### What is asked
In the material below, can you echo word for word every line from the one containing "indicate the distant" through the one containing "column 969, row 585", including both of those lines?

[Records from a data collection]
# # # #

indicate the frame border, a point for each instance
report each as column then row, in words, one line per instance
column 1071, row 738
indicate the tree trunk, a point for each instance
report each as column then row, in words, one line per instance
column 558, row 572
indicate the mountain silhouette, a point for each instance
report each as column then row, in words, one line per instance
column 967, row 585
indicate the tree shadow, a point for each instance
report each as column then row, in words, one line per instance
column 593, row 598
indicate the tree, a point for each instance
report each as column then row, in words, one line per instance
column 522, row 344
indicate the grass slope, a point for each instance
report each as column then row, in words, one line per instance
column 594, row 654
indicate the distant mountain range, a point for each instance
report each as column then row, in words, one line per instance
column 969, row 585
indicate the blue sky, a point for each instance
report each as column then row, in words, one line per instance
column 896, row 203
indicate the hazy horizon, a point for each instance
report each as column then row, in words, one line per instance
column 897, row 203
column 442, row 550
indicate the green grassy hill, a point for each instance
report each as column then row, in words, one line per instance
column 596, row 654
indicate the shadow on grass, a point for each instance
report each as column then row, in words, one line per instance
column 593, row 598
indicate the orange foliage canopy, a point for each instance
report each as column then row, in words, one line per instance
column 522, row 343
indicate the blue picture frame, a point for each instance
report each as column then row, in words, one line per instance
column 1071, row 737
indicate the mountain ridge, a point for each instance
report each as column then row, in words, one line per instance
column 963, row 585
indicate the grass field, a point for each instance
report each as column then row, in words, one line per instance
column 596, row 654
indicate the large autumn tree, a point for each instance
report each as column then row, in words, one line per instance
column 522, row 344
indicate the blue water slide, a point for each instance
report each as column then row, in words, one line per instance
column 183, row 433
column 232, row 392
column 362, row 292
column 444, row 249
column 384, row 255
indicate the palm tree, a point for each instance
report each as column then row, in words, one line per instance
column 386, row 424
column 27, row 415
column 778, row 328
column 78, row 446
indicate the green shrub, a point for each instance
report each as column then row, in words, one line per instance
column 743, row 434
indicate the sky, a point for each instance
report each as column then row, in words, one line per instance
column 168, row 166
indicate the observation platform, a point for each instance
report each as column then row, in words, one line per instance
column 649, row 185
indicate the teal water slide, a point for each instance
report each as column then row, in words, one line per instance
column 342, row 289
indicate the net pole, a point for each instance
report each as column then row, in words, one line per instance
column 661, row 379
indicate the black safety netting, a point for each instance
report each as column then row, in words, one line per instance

# # # #

### The answer
indicate the distant mountain range, a point for each instance
report each as column then row, in words, one line per instance
column 969, row 585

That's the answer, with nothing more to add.